EXERCISE AIM: Look through the records below, and copy out every line that holds the string "marks".

INPUT RECORDS:
▶
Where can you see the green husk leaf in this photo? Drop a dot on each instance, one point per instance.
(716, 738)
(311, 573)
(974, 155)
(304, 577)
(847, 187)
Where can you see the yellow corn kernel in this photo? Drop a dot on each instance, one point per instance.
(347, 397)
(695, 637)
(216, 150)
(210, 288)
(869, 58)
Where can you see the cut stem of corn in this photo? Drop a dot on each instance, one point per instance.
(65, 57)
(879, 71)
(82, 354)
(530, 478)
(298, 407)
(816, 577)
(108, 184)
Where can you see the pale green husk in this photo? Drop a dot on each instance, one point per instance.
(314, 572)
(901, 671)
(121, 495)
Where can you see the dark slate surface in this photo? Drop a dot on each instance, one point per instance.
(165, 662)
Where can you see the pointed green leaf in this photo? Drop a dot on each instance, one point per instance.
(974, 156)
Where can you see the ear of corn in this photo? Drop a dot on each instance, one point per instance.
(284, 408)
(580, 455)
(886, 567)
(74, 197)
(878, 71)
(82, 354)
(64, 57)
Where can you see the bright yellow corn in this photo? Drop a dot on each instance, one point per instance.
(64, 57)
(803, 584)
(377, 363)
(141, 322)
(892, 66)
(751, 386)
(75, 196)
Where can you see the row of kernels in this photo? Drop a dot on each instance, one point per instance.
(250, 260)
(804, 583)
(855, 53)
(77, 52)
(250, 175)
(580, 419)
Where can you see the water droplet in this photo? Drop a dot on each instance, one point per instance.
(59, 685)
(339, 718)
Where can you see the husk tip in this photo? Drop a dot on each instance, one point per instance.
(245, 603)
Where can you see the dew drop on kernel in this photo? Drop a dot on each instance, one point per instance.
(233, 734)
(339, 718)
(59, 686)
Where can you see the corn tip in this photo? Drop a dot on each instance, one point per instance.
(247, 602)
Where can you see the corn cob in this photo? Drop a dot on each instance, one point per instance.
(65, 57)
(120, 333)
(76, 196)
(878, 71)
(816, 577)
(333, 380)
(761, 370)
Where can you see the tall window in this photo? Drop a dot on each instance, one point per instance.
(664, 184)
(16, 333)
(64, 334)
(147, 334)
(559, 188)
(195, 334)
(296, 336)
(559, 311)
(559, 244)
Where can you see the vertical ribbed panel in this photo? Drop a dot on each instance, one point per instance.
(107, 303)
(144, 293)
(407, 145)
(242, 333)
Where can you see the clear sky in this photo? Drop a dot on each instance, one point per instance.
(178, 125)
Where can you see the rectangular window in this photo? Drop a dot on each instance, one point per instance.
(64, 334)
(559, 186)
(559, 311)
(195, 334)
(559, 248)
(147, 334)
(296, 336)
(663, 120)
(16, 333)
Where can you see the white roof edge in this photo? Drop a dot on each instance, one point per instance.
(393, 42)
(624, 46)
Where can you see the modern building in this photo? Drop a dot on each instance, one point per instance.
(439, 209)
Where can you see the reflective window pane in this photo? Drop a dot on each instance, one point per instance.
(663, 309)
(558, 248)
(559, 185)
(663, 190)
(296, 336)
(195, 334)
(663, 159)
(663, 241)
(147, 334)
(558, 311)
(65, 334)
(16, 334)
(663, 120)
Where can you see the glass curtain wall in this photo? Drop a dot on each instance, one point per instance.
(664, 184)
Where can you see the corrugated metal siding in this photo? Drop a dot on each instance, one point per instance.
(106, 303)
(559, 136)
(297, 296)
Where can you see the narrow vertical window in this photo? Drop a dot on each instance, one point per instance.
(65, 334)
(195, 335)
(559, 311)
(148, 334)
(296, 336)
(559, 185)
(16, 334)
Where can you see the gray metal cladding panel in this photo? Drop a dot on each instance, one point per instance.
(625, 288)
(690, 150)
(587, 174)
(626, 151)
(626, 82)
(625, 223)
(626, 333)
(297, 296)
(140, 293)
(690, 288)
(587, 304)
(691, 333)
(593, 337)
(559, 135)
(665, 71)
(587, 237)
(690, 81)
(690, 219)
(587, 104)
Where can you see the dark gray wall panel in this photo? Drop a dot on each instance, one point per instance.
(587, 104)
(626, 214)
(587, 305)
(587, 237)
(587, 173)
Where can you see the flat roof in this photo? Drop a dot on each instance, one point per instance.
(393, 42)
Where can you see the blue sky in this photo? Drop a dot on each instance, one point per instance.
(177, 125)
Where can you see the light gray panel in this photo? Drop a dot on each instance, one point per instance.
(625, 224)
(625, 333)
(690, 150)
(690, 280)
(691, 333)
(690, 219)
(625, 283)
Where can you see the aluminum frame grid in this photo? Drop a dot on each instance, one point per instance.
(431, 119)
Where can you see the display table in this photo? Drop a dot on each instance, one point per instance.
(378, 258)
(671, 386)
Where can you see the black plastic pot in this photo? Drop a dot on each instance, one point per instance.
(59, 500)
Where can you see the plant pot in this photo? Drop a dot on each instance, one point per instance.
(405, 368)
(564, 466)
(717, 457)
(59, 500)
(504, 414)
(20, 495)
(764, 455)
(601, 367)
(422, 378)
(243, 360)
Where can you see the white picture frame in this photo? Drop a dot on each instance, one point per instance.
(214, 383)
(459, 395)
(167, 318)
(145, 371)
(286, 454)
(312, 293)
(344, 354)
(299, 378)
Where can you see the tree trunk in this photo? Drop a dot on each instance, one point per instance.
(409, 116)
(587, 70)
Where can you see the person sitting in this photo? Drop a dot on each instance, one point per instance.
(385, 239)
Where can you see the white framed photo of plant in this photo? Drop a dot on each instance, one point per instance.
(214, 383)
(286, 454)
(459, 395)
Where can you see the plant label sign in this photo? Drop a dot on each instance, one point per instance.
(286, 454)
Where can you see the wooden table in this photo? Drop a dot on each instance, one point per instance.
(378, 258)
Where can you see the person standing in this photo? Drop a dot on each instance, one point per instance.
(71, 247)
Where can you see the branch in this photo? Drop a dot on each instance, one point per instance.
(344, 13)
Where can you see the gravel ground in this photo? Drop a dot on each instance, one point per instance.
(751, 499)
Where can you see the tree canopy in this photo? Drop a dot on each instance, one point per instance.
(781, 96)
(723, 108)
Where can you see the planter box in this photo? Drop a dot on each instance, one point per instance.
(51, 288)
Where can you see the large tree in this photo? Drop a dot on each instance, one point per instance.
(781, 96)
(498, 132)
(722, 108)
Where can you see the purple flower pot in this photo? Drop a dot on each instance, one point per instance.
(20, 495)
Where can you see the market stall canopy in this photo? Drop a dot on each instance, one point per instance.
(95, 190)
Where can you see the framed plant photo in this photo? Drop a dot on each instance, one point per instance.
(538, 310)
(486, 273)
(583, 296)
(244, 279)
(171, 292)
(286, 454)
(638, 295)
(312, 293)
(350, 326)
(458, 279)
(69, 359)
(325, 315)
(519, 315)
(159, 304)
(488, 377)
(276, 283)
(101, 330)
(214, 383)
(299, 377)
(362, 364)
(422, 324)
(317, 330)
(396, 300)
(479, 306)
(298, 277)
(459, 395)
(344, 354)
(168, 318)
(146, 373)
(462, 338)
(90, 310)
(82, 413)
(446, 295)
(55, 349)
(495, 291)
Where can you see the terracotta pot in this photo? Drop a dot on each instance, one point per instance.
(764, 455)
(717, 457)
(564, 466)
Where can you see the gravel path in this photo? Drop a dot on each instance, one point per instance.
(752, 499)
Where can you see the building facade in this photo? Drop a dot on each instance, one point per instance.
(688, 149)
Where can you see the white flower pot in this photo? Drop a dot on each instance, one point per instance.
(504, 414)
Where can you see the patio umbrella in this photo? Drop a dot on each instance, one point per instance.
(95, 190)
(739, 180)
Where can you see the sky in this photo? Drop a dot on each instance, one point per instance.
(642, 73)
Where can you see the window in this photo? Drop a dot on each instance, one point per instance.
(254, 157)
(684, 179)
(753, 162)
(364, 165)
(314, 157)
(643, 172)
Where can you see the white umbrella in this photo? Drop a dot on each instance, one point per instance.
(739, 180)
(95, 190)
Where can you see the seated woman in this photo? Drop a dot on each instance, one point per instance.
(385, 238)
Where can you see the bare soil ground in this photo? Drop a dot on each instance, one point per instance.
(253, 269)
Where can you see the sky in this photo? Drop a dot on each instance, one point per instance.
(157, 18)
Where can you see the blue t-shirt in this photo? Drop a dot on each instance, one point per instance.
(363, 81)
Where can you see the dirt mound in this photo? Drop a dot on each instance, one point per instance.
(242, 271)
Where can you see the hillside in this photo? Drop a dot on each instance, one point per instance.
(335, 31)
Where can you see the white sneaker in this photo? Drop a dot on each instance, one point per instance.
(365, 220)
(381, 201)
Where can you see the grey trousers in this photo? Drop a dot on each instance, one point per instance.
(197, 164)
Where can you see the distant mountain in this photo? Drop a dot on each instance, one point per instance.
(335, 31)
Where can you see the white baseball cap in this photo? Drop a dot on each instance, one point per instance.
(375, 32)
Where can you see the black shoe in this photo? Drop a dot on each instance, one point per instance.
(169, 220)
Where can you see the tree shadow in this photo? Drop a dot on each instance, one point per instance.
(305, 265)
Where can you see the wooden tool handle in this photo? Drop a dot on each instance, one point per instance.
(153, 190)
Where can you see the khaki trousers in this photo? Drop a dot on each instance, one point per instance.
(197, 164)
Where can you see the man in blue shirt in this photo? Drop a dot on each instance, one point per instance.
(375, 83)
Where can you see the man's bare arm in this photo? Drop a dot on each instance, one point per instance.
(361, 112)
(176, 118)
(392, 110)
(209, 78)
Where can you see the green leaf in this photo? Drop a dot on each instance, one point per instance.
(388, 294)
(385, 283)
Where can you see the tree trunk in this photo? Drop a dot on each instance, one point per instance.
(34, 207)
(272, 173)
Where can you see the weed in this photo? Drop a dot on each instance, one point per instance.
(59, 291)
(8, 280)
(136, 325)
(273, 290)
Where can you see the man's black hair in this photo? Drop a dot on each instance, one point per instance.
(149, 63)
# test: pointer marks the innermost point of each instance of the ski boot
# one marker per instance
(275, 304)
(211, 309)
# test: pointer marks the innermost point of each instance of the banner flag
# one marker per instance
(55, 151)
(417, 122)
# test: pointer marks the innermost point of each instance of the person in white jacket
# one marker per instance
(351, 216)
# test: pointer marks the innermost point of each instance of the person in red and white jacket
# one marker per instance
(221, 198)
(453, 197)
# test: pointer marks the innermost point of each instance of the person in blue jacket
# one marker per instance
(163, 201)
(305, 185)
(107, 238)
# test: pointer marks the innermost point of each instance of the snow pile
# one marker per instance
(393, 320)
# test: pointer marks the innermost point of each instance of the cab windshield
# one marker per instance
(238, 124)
◀
SOLUTION:
# test: pointer marks the innermost point of each instance of the ski boot
# test: pointer marks the innermost point of each instance of the banner flag
# test: pointer marks the innermost point of each instance of the person in white jacket
# test: pointer marks the innermost point of each instance of the person in red and white jacket
# test: pointer marks the innermost point of each instance of the person in blue jacket
# test: pointer marks the innermost point of each instance of the snow pile
# test: pointer marks the innermost point of each instance of the cab windshield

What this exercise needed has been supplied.